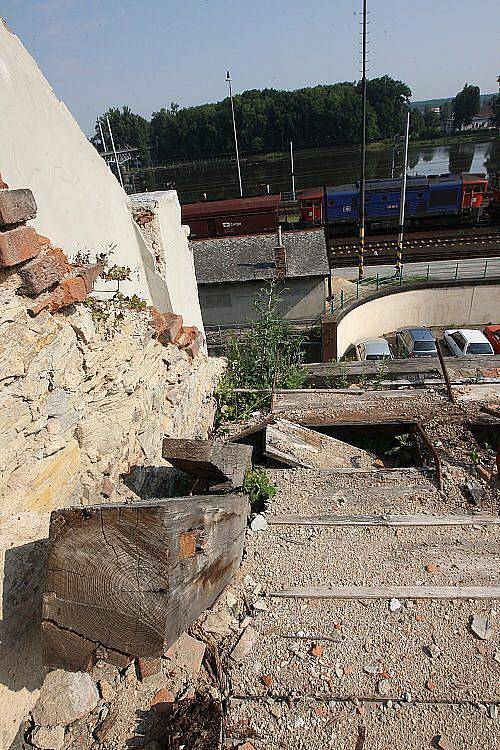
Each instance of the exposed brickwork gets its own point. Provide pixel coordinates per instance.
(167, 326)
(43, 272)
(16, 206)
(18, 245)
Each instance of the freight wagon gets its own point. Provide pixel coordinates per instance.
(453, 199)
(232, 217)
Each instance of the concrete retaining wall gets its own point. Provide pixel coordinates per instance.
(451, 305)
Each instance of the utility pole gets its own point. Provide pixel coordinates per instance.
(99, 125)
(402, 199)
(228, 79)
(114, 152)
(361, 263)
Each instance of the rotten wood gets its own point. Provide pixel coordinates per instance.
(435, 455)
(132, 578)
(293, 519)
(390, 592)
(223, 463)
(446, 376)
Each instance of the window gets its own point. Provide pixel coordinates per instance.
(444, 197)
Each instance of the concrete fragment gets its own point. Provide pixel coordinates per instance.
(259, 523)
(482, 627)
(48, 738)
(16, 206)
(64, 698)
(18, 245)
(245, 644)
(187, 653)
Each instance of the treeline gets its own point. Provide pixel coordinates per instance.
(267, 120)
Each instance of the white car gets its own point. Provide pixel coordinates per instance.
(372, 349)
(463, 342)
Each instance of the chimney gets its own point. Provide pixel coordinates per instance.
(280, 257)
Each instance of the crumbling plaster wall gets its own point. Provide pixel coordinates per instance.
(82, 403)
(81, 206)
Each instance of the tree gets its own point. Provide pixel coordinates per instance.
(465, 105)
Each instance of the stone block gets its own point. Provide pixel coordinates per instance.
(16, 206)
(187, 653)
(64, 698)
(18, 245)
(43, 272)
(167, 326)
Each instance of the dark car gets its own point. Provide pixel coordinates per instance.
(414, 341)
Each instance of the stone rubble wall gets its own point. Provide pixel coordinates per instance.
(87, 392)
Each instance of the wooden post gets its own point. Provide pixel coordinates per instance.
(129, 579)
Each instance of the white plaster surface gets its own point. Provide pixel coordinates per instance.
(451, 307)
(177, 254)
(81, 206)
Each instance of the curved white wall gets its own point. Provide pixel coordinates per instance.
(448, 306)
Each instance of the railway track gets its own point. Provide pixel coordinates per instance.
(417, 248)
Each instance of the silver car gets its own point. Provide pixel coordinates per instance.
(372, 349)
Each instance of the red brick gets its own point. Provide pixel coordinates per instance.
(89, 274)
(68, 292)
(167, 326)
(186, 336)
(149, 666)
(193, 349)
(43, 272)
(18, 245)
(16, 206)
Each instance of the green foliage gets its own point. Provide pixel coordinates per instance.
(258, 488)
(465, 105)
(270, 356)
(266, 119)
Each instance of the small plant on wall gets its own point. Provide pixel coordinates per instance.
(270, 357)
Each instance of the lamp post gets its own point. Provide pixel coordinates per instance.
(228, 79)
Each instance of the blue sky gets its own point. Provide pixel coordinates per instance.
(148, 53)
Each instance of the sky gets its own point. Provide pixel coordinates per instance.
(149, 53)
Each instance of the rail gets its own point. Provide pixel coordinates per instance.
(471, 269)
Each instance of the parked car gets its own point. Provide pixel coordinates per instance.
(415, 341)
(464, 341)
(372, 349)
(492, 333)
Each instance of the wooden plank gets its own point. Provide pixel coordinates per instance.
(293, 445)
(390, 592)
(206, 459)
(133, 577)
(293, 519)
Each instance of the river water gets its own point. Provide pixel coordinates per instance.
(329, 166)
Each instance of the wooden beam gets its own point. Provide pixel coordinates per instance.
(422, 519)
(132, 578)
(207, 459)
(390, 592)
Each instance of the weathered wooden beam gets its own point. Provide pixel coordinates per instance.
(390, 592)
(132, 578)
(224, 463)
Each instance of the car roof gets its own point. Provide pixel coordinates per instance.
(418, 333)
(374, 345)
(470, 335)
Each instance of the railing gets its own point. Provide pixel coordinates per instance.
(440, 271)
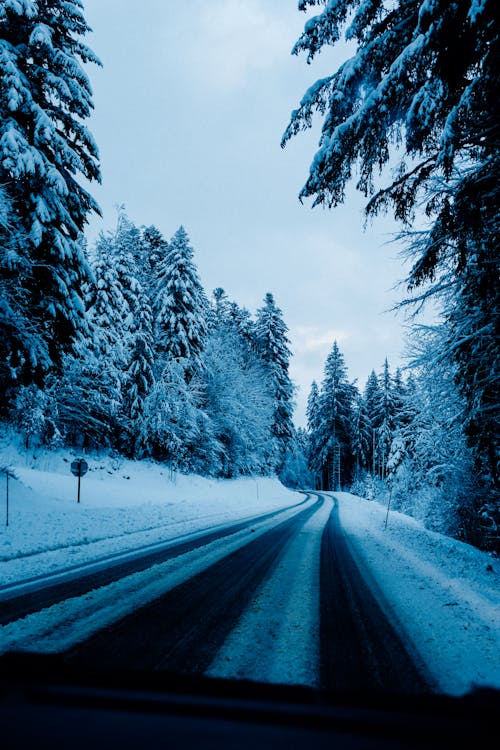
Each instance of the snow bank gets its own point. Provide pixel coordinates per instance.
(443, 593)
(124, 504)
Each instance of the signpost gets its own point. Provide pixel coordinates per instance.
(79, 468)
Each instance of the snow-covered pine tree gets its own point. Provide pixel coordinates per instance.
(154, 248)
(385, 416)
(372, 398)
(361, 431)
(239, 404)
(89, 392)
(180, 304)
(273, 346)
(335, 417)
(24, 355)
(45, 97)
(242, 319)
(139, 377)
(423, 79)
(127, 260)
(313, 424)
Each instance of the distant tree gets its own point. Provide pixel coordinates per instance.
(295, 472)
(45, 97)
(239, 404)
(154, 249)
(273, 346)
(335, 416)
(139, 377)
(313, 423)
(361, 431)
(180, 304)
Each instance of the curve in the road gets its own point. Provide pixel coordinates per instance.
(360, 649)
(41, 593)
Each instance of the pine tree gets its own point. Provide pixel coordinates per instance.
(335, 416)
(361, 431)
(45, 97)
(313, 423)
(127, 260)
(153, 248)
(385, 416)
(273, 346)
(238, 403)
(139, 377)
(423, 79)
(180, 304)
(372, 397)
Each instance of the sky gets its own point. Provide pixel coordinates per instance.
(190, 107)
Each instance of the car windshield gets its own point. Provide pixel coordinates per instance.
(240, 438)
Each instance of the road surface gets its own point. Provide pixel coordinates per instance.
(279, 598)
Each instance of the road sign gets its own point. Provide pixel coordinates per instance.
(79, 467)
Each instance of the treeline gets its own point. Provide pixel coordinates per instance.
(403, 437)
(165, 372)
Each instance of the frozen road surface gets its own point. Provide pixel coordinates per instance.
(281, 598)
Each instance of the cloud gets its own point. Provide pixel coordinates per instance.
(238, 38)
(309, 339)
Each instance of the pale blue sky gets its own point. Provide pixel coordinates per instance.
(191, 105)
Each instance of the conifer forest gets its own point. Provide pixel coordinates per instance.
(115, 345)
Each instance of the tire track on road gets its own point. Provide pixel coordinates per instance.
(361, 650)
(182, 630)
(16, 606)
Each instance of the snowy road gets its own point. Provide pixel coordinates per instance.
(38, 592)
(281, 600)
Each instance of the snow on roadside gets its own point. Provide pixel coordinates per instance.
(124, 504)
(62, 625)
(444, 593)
──────────────────────────────
* WHAT YOU SHOULD DO: Leave out all pictures, then copy the remaining material exactly.

* ANSWER:
Each instance of the exposed brickwork gets its own point. Provide pixel coordinates per instance.
(167, 326)
(43, 272)
(16, 206)
(18, 245)
Each instance of the freight wagon gets its own point. Provide pixel coordinates per instance.
(453, 199)
(232, 217)
Each instance of the concrete retaining wall gets its own point. Provide pixel coordinates per instance.
(451, 305)
Each instance of the utility pole gets its own point. Provide pixel coordinates per instance.
(99, 125)
(402, 199)
(228, 79)
(114, 152)
(361, 263)
Each instance of the rotten wood gets its own point. Provide pixel coordinates per instance.
(435, 455)
(132, 578)
(293, 519)
(390, 592)
(223, 463)
(446, 376)
Each instance of the window gets its own point. Provide pixel coordinates per instance.
(444, 197)
Each instance of the concrete fragment gets its own point. Provide pixel coordinates per instance.
(259, 523)
(482, 627)
(48, 738)
(16, 206)
(64, 698)
(18, 245)
(245, 644)
(187, 653)
Each instance of the treeline gets its own point. Provide pixel coordinates per instance.
(267, 120)
Each instance of the white car gets its own point. Provide pixel coordinates per instance.
(372, 349)
(463, 342)
Each instance of the chimney gets its own point. Provide pixel coordinates per instance.
(280, 257)
Each instance of the crumbling plaster wall gets its own point. Provide pixel coordinates per instance.
(82, 403)
(81, 206)
Each instance of the tree gets its own point. Provide pixel coordinates per instance.
(465, 105)
Each instance of the stone block gets its own point. Provide pixel coordinates per instance.
(16, 206)
(187, 653)
(64, 698)
(18, 245)
(43, 272)
(167, 326)
Each instance of the dark car gets its own point. Provide pixel coordinates per instance.
(414, 341)
Each instance of the stone rubble wall gets its own point. Provide pixel coordinates per instance.
(87, 392)
Each instance of the wooden post gets its own point. Provide pixel coordinates per instance.
(129, 579)
Each instance of the white plaster surface gets its own point. Provide pixel coordinates per instance.
(451, 307)
(177, 254)
(81, 206)
Each instance of the curved white wall gets its own point. Provide pixel coordinates per instance.
(448, 306)
Each instance of the railway track gets its own point. Provide pixel coordinates per instance.
(417, 248)
Each instance of the silver car gets its own point. Provide pixel coordinates per instance.
(372, 349)
Each instance of the red brick gets its own point. Provide pixel coordinates per instance.
(89, 274)
(68, 292)
(167, 326)
(186, 336)
(149, 666)
(193, 349)
(43, 272)
(18, 245)
(16, 206)
Each instance of the green foliage gets its own point. Provide pixel coordinates per instance.
(258, 488)
(465, 105)
(270, 356)
(266, 119)
Each instance of the small plant on wall gets its own point. Provide pixel coordinates per instance.
(270, 357)
Each instance of the lamp post gets its own point. Provide pixel coordinates per instance.
(228, 79)
Each instance of the blue sky gets its own point. Provide pixel coordinates per instance.
(148, 53)
Each instance of the sky gets its own point. Provide pixel coordinates per instance.
(149, 53)
Each instance of the rail gets its own point. Provide pixel coordinates per instance.
(471, 269)
Each instance of the parked car gets its own point. Provide pixel coordinates per instance.
(415, 341)
(464, 341)
(372, 349)
(492, 333)
Each instance of the wooden plank gets its own point. Provide pixel coordinates per instance.
(293, 445)
(390, 592)
(206, 459)
(133, 577)
(293, 519)
Each instance of the river water gets its own point. Provide pixel coordinates per instance.
(329, 166)
Each instance of the wooden beam gets its own point. Provide pixel coordinates per instance.
(422, 519)
(132, 578)
(207, 459)
(390, 592)
Each instance of the weathered wooden beam gets its own point. Provide pixel coordinates per instance.
(390, 592)
(132, 578)
(224, 463)
Each instance of the car roof gets its own point. Provide pixel coordinates per instance.
(418, 333)
(374, 345)
(470, 335)
Each instance of the railing gets its own point. Provide pixel coordinates per instance.
(440, 271)
Each instance of the snow bank gets its own point. Provide pixel coordinates per instance.
(443, 593)
(124, 504)
Each instance of the signpost gets its own point. Provide pixel coordinates per instance.
(79, 468)
Each instance of the snow-covered pine tree gets its own point. Provide pixel coordinates per instance.
(154, 248)
(385, 416)
(372, 398)
(361, 431)
(239, 404)
(89, 392)
(180, 304)
(273, 346)
(335, 417)
(24, 355)
(45, 97)
(242, 319)
(139, 377)
(423, 79)
(127, 260)
(313, 424)
Each instance of the distant tree gets its own point. Provide pixel coordinates per instance.
(295, 472)
(45, 97)
(239, 404)
(154, 249)
(273, 346)
(335, 416)
(139, 377)
(313, 423)
(361, 431)
(180, 304)
Each instance of the curve in the road gets its own point. Provide pixel coordinates per instance.
(360, 649)
(41, 593)
Each instance of the pine tree gets its own point. Provide pixel coordinates per instance.
(335, 416)
(361, 431)
(45, 97)
(313, 423)
(127, 260)
(153, 248)
(385, 416)
(273, 346)
(238, 403)
(139, 377)
(423, 79)
(180, 304)
(372, 397)
Each instance of the sky gets its own point. Provide pixel coordinates per instance.
(190, 107)
Each instance of the car windshield gets its own point. Provide pixel coordinates per instance.
(240, 438)
Each instance of the road surface gets its own point. Provide pixel coordinates per instance.
(279, 598)
Each instance of the road sign gets its own point. Provide pixel coordinates per instance.
(79, 467)
Each instance of the treeline gets its own point. Provide pixel coordinates per instance.
(403, 437)
(165, 372)
Each instance of the frozen road surface gets its own point. Provide pixel coordinates per instance.
(281, 598)
Each instance of the cloud gets its own point. Provide pixel coordinates per instance.
(238, 38)
(309, 339)
Each instance of the pale blue sky gets its own point. Provide pixel coordinates per instance.
(191, 105)
Each instance of the conifer forest gets its own point. Provide pixel coordinates per instance.
(115, 345)
Each instance of the tire track on road gets its own point. Provide pixel coordinates per instance.
(361, 650)
(182, 630)
(16, 606)
Each instance of the snowy road gets its own point. Provide pixel coordinates per instance.
(38, 592)
(281, 600)
Each instance of the snow on roadside gets its own point. Provide pixel coordinates per instance.
(124, 504)
(62, 625)
(444, 593)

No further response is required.